*** PASSAGE TO READ Section Begins ***

The Centers for Medicare & Medicaid Services (CMS) recently announced new arrangements for payments that will be qualified as Advanced Alternative Payment Models (APMs) under the Quality Payment Program (QPP) that is planned to start in the 2018 performance year.

Those physicians and eligible clinicians who get some percent of revenue from the Advanced APMs will be exempt from the penalties and requirements of Merit-Based Incentive Payment System (MIPS) and they will be eligible to receive five percent annual bonuses for five years, starting from 2019.

The new models to be qualified under Advanced APMs include Comprehensive Care for Joint Replacement (CCJR), the Advancing Care Coordination that is made through Episode Payment Models, and Accountable Care Organization (ACO) track 1+, which is a new voluntary bundled payment model (details about this model are not yet disclosed by CMS).

*** PASSAGE TO READ Section Ends ***
*** PROVIDED MATERIAL Section Begins ***

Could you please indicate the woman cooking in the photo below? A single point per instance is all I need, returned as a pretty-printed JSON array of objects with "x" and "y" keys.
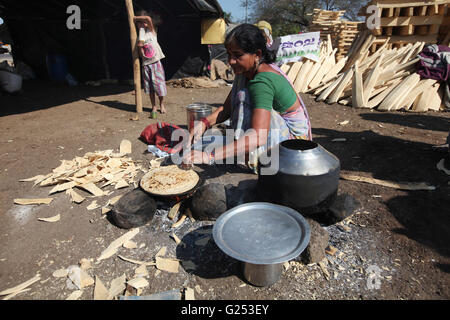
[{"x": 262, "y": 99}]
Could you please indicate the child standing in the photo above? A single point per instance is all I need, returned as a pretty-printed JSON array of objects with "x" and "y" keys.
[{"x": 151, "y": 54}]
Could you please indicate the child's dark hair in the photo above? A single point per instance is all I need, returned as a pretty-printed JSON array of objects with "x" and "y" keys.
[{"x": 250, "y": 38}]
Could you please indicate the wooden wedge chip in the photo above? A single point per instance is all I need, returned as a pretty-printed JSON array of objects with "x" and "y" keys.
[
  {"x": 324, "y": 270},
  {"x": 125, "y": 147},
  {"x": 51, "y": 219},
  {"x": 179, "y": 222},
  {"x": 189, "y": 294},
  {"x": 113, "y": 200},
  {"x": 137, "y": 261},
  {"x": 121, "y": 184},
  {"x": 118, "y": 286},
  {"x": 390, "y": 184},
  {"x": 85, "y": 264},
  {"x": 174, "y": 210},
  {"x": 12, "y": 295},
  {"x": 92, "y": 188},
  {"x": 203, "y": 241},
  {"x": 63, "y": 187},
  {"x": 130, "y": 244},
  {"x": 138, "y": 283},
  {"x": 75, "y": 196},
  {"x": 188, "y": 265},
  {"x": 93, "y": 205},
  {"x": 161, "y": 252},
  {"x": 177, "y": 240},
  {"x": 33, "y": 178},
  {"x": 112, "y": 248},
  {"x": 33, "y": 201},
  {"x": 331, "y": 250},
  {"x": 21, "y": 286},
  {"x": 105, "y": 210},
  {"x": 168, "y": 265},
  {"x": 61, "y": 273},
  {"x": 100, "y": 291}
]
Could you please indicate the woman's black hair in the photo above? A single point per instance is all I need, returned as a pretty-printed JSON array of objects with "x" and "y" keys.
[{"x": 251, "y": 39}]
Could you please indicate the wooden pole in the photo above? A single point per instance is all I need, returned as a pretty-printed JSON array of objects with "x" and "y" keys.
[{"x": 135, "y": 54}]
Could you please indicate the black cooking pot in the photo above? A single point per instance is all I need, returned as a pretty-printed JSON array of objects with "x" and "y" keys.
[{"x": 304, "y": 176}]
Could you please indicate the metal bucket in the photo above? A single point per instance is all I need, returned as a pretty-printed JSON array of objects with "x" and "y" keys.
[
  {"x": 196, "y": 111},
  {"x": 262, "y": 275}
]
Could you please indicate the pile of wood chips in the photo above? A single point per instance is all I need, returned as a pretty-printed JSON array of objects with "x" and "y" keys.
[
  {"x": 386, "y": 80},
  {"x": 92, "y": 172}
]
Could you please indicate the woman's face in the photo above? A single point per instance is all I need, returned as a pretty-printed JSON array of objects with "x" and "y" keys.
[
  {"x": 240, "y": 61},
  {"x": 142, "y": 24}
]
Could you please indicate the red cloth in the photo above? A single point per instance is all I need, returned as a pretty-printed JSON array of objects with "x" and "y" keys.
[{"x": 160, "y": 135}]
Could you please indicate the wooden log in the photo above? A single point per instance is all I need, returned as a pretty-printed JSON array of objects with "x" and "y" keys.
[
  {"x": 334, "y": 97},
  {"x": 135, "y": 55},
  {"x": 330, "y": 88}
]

*** PROVIDED MATERIAL Section Ends ***
*** PROVIDED MATERIAL Section Begins ***

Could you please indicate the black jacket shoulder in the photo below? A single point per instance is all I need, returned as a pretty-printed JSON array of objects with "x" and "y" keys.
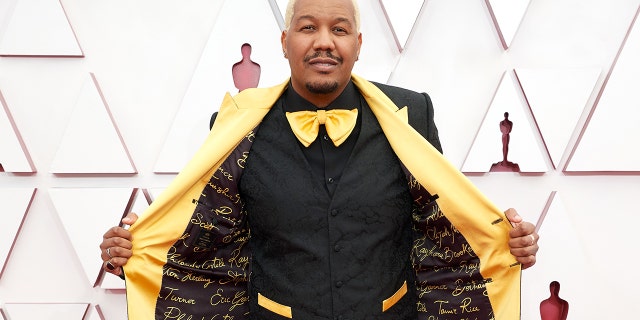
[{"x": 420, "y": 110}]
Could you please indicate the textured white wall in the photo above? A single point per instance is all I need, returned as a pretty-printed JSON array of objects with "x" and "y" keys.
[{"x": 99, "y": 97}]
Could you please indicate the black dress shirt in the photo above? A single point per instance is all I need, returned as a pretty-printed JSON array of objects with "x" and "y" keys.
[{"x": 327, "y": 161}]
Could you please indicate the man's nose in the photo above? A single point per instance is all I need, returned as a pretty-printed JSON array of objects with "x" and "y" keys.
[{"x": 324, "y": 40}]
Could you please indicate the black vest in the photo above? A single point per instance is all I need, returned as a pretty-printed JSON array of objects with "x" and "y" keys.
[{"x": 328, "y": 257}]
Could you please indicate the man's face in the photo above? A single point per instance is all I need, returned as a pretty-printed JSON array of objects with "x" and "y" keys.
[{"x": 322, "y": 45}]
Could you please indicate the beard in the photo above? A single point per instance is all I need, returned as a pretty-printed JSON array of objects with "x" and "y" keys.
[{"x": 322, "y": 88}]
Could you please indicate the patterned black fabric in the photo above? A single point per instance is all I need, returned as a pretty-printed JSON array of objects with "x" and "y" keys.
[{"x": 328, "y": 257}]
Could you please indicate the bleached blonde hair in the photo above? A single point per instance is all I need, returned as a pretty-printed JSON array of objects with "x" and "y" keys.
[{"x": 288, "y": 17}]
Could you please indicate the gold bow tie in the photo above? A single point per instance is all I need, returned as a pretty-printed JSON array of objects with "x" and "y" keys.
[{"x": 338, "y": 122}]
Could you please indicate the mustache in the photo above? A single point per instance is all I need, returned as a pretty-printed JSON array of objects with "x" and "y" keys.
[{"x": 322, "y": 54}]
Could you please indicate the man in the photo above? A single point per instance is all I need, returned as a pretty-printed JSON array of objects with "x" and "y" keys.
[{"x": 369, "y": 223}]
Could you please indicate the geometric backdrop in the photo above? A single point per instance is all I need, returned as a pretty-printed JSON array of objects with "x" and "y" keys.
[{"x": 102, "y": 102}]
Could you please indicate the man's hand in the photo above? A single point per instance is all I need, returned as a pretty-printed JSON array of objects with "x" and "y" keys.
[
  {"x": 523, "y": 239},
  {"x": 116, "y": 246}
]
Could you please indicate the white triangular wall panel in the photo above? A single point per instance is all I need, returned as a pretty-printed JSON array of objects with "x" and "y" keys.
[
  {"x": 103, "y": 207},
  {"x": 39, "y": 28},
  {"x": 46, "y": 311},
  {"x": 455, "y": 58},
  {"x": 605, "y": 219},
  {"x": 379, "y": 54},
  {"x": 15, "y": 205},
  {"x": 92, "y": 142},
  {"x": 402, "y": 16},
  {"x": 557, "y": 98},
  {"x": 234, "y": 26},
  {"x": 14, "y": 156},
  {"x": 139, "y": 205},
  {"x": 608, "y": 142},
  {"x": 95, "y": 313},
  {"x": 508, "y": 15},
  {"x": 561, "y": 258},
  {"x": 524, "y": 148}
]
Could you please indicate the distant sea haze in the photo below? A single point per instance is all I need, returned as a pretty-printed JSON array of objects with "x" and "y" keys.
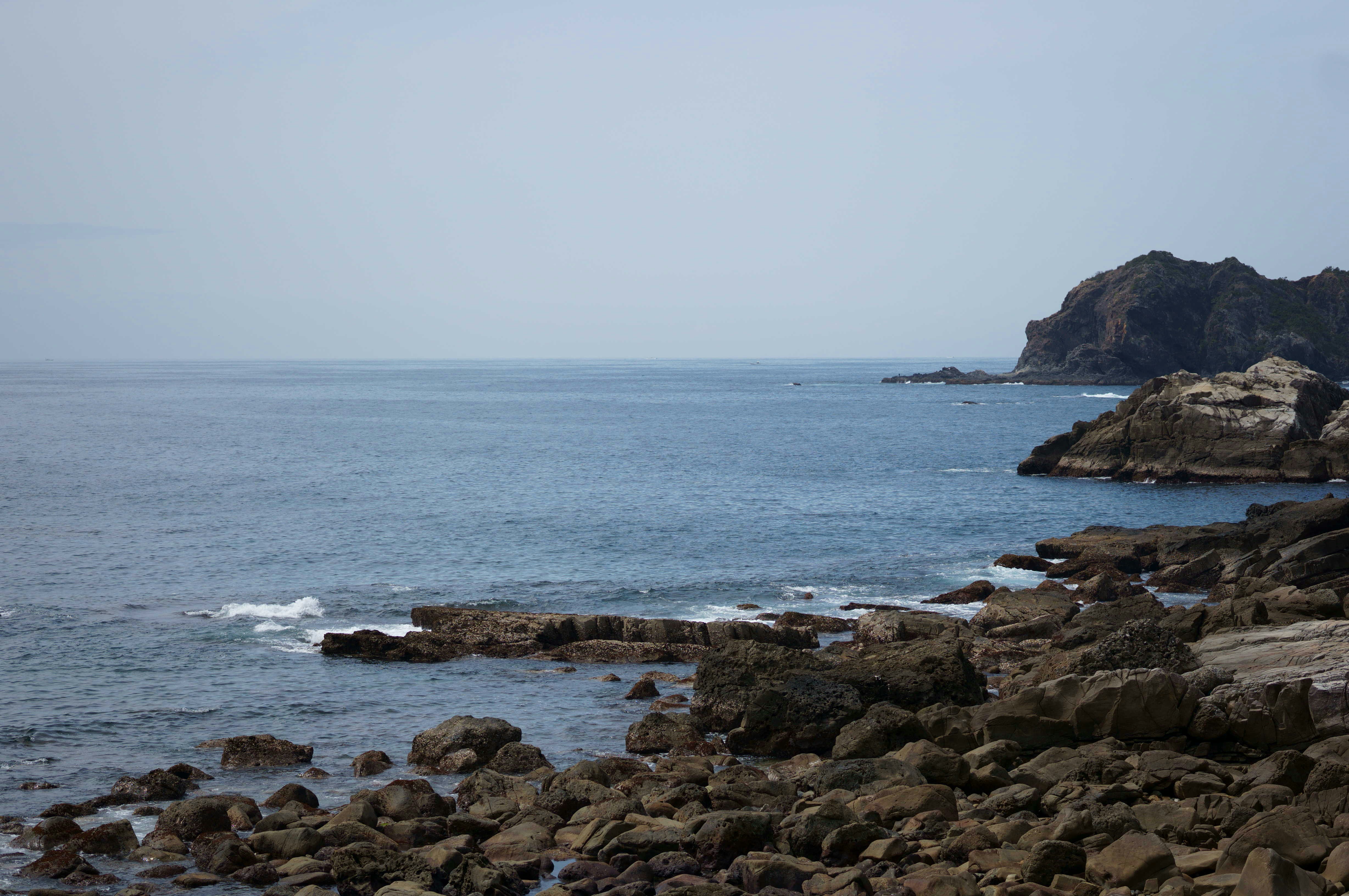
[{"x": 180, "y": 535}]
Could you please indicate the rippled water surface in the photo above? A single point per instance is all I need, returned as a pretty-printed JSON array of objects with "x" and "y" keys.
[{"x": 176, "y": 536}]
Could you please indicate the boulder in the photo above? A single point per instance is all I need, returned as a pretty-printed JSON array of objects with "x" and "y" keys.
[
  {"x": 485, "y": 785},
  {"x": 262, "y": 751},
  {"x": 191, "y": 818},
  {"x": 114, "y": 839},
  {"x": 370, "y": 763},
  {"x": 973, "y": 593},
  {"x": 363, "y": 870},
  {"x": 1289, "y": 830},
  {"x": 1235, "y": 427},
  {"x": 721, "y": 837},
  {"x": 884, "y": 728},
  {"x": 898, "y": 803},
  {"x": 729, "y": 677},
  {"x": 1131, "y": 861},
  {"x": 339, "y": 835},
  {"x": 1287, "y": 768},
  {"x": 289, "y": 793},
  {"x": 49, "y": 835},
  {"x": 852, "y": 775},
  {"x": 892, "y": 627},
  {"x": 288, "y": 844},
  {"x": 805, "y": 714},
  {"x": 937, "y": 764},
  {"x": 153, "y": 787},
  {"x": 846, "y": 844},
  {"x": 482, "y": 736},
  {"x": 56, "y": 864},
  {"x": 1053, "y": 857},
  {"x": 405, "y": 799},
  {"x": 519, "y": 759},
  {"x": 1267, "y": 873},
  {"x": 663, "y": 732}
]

*** PROVIDED MATERIAL Section Ends ***
*** PROVIDED MATERIAL Section Begins ***

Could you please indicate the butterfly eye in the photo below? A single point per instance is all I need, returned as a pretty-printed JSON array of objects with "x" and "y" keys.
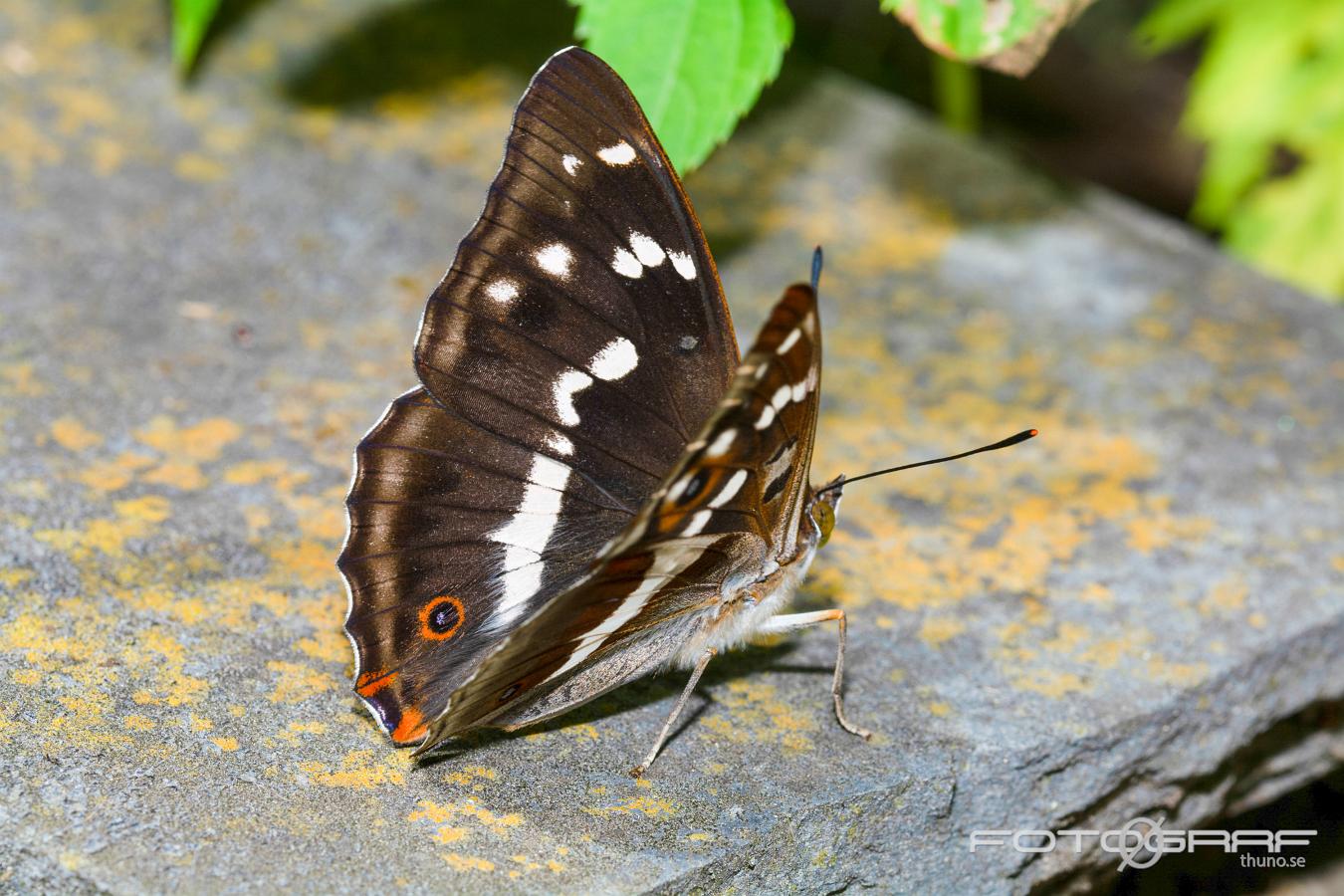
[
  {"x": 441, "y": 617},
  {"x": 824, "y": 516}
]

*** PROVIDED MATERIAL Section Ends ***

● **WORK REQUIRED**:
According to the Medicare payment passage, why would some physicians and eligible clinicians be exempt from the penalties and requirements of the Merit-Based Incentive Payment System (MIPS)? Answer in one to three sentences. The records are separate material and have no connection to the text.

● **EXERCISE OUTPUT**:
They would be exempt because they get some percent of their revenue from the Advanced Alternative Payment Models (APMs).